===== RECORD SET =====

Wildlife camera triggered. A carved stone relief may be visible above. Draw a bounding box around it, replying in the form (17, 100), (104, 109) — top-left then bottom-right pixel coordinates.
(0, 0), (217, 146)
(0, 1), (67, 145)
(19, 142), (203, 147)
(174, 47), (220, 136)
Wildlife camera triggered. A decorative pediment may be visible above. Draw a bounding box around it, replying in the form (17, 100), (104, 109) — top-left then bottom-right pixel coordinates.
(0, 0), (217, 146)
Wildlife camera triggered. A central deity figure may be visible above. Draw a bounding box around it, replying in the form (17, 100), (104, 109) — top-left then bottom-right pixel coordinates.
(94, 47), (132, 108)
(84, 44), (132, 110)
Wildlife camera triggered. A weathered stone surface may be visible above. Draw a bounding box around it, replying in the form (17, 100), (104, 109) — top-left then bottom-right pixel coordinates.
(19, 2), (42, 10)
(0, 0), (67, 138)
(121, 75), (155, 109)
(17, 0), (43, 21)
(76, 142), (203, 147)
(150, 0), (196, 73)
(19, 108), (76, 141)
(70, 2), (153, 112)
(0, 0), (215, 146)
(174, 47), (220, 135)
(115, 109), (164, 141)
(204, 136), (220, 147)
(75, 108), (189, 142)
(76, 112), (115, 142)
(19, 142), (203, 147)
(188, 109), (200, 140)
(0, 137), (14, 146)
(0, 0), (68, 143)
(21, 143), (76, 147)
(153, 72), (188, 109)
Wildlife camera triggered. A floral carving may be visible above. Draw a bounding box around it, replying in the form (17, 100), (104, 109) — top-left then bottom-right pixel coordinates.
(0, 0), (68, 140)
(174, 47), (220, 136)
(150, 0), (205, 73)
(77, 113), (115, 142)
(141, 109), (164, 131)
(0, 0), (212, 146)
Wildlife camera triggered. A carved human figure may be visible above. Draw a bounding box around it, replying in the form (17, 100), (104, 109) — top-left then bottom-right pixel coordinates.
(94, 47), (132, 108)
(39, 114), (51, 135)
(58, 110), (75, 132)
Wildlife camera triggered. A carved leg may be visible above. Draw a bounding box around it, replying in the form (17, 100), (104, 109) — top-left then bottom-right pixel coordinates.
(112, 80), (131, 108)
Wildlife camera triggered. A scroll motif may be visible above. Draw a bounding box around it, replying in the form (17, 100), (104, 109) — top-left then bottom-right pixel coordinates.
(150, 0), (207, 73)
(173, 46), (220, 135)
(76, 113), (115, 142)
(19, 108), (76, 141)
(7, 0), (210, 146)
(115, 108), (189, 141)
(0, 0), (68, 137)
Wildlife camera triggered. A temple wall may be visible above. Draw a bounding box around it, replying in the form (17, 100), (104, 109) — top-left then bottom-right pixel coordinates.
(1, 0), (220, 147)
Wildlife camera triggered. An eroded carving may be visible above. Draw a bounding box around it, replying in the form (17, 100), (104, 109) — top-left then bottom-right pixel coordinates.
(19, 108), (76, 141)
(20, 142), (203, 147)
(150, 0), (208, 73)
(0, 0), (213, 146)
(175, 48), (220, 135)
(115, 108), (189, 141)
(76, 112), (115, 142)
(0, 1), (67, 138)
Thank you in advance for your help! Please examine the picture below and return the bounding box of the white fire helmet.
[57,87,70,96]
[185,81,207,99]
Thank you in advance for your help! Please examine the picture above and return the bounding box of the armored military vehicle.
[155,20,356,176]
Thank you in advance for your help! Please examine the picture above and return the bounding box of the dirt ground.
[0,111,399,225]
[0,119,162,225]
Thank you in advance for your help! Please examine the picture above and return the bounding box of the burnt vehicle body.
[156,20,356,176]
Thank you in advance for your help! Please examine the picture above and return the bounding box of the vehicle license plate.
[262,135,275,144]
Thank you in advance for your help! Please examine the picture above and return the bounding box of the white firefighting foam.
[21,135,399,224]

=====

• _ASSIGNED TASK_
Each line of the data is to be retyped exactly.

• _REPLY_
Wildlife camera triggered. A carved stone relief may be visible above. Draw a bounding box around it, replying in the form (17, 100), (104, 109) — top-left then bottom-right pixel coordinates.
(0, 0), (217, 146)
(0, 1), (67, 145)
(19, 142), (203, 147)
(174, 47), (220, 136)
Wildlife camera triggered. A decorative pediment may be visible above. Draw a bounding box around it, replying in the form (17, 100), (104, 109) — top-left then bottom-right pixel coordinates.
(0, 0), (217, 146)
Wildlife camera triggered. A central deity figure may be visible above. Draw a bounding box around it, replying in the form (17, 100), (104, 109) — top-left then bottom-right pixel coordinates.
(94, 47), (132, 108)
(84, 44), (132, 110)
Wildlife camera triggered. A weathered stone surface may be visible above. Draw a bounding box around it, replying in the form (17, 100), (104, 109) — top-left then bottom-right pixel coordinates.
(19, 2), (42, 10)
(0, 0), (67, 138)
(121, 75), (155, 109)
(17, 0), (43, 21)
(76, 142), (203, 147)
(150, 0), (196, 73)
(19, 108), (76, 141)
(70, 2), (153, 112)
(0, 0), (215, 146)
(174, 47), (220, 135)
(115, 109), (164, 141)
(204, 136), (220, 147)
(75, 108), (189, 142)
(76, 112), (115, 142)
(19, 142), (203, 147)
(188, 109), (200, 140)
(0, 137), (14, 146)
(0, 0), (68, 143)
(21, 143), (76, 147)
(153, 72), (188, 109)
Wildlife camera triggered. A floral carving may be visible above. Draw a bounding box around it, replying in the form (17, 100), (104, 109) — top-left then bottom-right pixel coordinates.
(0, 0), (68, 140)
(174, 47), (220, 136)
(150, 0), (205, 73)
(77, 113), (115, 142)
(141, 109), (164, 131)
(0, 0), (212, 146)
Wildlife camera triggered. A carved human figure may be visible above. Draw a bounding box around it, replying in the form (17, 100), (104, 109) — top-left then bottom-right pixel coordinates.
(94, 47), (132, 108)
(39, 114), (51, 135)
(58, 110), (75, 132)
Wildlife camera triggered. A carved leg may be visible above. Draw a bounding box around it, replying in the form (17, 100), (104, 109) — top-left then bottom-right pixel coordinates.
(112, 80), (131, 108)
Wildlife camera triggered. A scroll motif may be visible above. Draw a bounding box around it, replying in the form (17, 100), (104, 109) — top-left then bottom-right pixel coordinates.
(150, 0), (207, 73)
(173, 46), (220, 135)
(76, 113), (115, 142)
(19, 108), (76, 141)
(7, 0), (210, 146)
(115, 108), (189, 141)
(0, 0), (68, 137)
Wildlife camera triggered. A temple wall may be visible above. Draw a bounding box around it, replying in the form (17, 100), (104, 109) — top-left then bottom-right pixel coordinates.
(1, 0), (220, 147)
Wildlife camera triggered. An eroded carving may be visible above. Draw a bounding box around it, replying in the form (17, 100), (104, 109) — top-left then bottom-right pixel coordinates.
(19, 108), (76, 141)
(20, 142), (203, 147)
(150, 0), (208, 73)
(0, 0), (213, 146)
(175, 48), (220, 135)
(115, 108), (189, 141)
(76, 112), (115, 142)
(0, 1), (67, 138)
Thank you in advance for your help! Please examine the picture below and return the bounding box of the white fire helmet.
[57,87,70,96]
[185,81,207,99]
Thank you in advance for your help! Please examine the picture above and return the bounding box of the armored military vehicle.
[155,20,356,176]
Thank you in advance for your help! Please examine the picture above and return the bounding box of the dirt ground.
[0,111,399,225]
[0,119,162,225]
Thank you in advance for your help! Please examine the picture above and return the bounding box of the burnt vehicle body.
[156,20,356,176]
Thank you in advance for your help! Please examine the picture above and return the bounding box of the vehicle license plate.
[262,135,275,144]
Thank you in advance for your help! Please examine the picture above and return the bounding box of the white firefighting foam.
[21,135,399,224]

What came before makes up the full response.